_Task directions_: Find every line in the entries that holds the string "below" and report it.

_Source data_:

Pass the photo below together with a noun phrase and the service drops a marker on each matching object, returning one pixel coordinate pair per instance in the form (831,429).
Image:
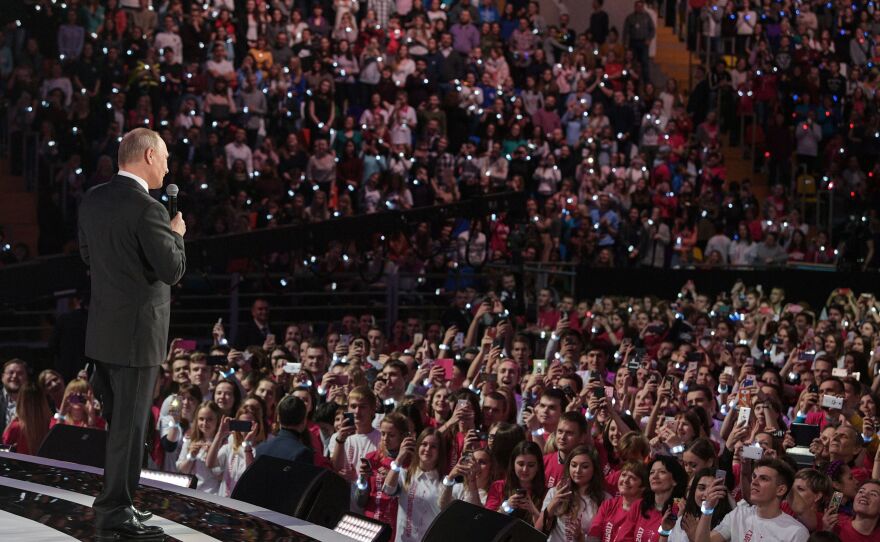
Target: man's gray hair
(135,143)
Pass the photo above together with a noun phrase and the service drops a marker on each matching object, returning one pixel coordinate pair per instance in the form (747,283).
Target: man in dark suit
(134,254)
(257,330)
(288,444)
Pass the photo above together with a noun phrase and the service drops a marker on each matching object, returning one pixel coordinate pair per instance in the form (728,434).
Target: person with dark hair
(772,479)
(502,439)
(572,505)
(700,454)
(683,527)
(194,452)
(614,513)
(521,492)
(598,23)
(542,420)
(227,395)
(807,498)
(667,481)
(31,423)
(292,441)
(257,330)
(571,432)
(862,525)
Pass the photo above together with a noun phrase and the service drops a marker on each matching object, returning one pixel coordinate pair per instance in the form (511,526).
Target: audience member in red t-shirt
(570,433)
(667,481)
(521,492)
(613,513)
(862,526)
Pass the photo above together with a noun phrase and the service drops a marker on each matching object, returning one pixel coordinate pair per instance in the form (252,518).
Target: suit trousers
(132,394)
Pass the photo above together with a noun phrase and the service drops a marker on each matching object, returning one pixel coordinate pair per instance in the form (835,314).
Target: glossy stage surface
(47,501)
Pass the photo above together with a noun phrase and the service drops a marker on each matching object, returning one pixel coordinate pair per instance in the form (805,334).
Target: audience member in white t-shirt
(354,441)
(763,520)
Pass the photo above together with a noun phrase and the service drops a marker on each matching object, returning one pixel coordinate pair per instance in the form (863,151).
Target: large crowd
(296,111)
(702,418)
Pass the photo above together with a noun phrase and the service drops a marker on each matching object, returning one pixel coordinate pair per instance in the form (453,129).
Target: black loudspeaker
(465,521)
(304,491)
(75,444)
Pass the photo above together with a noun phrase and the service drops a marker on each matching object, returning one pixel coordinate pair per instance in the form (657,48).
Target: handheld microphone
(171,190)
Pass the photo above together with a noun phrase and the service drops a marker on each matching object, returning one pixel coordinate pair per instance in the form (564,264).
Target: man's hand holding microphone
(178,226)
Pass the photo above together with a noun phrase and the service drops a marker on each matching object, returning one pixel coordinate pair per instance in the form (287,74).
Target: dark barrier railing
(809,284)
(51,276)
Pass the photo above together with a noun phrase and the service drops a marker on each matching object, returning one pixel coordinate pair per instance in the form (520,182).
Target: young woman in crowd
(194,451)
(419,485)
(175,425)
(667,481)
(378,500)
(521,492)
(684,527)
(614,513)
(30,425)
(570,507)
(232,452)
(51,383)
(78,407)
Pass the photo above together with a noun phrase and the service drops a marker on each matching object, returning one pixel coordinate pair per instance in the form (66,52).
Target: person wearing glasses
(79,407)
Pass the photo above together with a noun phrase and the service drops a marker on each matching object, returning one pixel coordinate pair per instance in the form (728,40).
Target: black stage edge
(59,495)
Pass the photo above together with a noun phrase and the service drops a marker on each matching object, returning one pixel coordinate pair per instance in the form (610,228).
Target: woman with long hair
(685,527)
(521,492)
(372,494)
(439,409)
(308,396)
(699,455)
(569,508)
(227,396)
(51,383)
(471,479)
(172,427)
(78,407)
(194,452)
(419,492)
(667,480)
(502,438)
(31,423)
(614,513)
(233,451)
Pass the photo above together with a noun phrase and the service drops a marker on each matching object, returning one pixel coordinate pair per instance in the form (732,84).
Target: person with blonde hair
(78,407)
(31,423)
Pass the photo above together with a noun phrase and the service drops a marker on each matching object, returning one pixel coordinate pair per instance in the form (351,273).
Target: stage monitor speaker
(304,491)
(465,521)
(81,445)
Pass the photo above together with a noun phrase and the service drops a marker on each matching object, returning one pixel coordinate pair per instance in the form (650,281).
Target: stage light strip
(15,527)
(171,528)
(294,524)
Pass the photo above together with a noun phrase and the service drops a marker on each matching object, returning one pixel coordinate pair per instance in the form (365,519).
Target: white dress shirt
(140,180)
(418,505)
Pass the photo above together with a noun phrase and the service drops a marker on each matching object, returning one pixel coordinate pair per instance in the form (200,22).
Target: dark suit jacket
(249,334)
(126,240)
(286,446)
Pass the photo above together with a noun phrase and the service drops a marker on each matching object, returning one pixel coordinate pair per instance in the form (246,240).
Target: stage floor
(45,500)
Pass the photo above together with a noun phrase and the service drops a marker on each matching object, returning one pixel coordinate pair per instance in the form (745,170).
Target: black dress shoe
(142,516)
(132,529)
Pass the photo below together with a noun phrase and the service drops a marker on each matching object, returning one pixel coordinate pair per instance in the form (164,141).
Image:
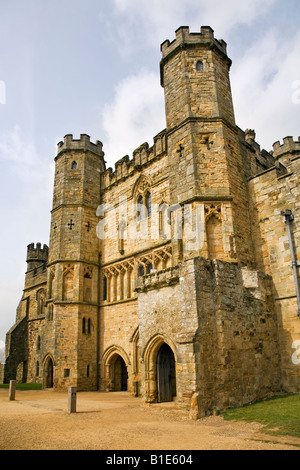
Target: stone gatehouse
(170,275)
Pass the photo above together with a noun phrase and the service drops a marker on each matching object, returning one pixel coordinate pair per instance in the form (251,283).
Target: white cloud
(26,192)
(157,20)
(262,84)
(135,115)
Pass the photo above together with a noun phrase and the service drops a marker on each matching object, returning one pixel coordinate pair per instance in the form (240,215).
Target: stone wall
(270,194)
(221,325)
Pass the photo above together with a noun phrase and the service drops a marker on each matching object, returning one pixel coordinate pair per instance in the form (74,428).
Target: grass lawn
(24,386)
(279,415)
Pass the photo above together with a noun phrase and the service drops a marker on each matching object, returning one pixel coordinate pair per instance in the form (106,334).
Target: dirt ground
(39,420)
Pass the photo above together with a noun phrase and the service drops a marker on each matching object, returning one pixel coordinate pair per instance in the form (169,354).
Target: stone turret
(36,255)
(84,143)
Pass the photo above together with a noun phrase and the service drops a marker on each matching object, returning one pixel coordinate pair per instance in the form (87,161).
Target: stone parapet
(288,146)
(83,143)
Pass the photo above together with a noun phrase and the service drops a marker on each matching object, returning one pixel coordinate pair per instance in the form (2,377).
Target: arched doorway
(166,374)
(48,373)
(120,375)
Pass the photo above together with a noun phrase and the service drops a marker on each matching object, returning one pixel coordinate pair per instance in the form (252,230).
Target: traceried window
(143,197)
(148,204)
(140,208)
(199,66)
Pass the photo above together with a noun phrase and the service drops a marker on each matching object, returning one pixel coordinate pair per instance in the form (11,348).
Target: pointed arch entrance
(166,375)
(120,375)
(115,373)
(160,370)
(48,372)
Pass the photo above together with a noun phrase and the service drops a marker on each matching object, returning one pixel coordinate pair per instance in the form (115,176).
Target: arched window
(148,204)
(149,268)
(199,66)
(140,207)
(104,295)
(141,270)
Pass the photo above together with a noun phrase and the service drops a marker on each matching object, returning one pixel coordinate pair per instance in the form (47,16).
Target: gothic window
(104,294)
(148,204)
(68,282)
(140,208)
(41,302)
(164,225)
(214,232)
(86,326)
(142,196)
(50,313)
(199,66)
(149,268)
(141,271)
(51,281)
(87,287)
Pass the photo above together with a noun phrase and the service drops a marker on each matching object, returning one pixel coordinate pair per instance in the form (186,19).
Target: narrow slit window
(199,66)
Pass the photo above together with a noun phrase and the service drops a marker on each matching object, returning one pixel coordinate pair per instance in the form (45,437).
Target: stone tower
(205,164)
(73,269)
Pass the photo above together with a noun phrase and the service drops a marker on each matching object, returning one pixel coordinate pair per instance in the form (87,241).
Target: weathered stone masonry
(169,276)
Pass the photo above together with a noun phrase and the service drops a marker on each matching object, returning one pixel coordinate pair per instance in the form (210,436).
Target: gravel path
(38,420)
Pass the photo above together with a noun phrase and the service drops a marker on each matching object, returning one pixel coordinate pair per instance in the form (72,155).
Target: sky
(92,67)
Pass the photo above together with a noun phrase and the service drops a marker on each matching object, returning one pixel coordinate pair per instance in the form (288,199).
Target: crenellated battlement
(84,143)
(184,37)
(141,157)
(288,146)
(37,253)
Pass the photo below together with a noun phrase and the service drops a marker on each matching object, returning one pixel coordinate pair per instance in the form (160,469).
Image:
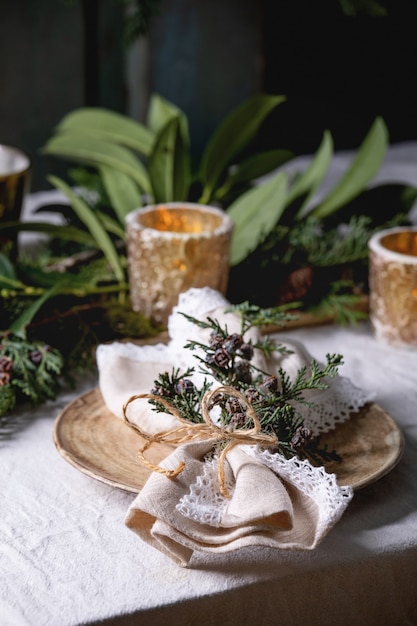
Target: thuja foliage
(28,370)
(276,398)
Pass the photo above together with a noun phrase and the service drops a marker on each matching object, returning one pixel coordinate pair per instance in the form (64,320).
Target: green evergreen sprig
(27,369)
(227,358)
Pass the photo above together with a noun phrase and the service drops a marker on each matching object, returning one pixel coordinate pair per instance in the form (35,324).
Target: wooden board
(100,445)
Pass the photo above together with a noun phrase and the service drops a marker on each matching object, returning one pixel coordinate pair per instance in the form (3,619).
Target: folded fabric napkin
(271,501)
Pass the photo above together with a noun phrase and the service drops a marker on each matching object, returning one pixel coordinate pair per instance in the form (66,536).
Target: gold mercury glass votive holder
(14,182)
(393,285)
(172,247)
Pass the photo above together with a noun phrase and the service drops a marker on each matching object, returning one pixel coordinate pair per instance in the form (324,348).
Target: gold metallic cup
(393,285)
(14,183)
(172,247)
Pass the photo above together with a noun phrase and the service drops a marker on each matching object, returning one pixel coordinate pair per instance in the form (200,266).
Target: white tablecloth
(67,558)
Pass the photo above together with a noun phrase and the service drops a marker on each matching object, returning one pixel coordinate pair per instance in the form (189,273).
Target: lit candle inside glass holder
(172,247)
(393,285)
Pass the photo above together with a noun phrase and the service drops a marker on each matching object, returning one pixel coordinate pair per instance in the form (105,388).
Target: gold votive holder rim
(180,219)
(397,244)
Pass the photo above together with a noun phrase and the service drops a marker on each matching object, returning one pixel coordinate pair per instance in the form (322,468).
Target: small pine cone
(215,340)
(185,385)
(253,395)
(243,372)
(4,378)
(233,405)
(232,343)
(35,356)
(216,398)
(300,439)
(221,358)
(6,364)
(160,391)
(246,350)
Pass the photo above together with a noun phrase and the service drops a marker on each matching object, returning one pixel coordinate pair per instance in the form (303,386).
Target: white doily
(205,504)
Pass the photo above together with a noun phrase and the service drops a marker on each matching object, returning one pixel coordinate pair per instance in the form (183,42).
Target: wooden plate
(100,445)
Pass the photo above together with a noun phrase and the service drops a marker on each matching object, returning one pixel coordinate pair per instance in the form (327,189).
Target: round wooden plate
(100,445)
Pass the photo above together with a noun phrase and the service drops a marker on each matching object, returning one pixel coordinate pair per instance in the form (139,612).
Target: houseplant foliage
(279,225)
(118,164)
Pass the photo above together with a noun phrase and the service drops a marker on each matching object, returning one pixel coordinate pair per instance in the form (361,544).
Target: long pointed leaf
(69,233)
(91,151)
(87,216)
(309,181)
(233,134)
(254,214)
(363,168)
(122,190)
(18,327)
(169,163)
(109,126)
(252,168)
(160,112)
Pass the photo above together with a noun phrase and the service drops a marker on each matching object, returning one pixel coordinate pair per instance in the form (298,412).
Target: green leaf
(19,325)
(309,181)
(91,151)
(252,168)
(362,169)
(160,112)
(98,232)
(122,190)
(233,134)
(7,268)
(69,233)
(108,126)
(255,214)
(169,166)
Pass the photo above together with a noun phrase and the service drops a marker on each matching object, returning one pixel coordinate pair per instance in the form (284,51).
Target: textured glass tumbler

_Result of this task_:
Pass the photo below together with a noun phrase and the service drops a marker on each matching object, returning one pixel coordinate pair per instance in the form (831,429).
Pass the photo below together with a noun phrase and the service drops a marker on each matching object, returning one pixel coordinate pair per instance in the form (164,141).
Pass the photo below together with a noun phrase and the service drops a marker on each matching object, returning one pixel coordinate pair per instance in the form (160,469).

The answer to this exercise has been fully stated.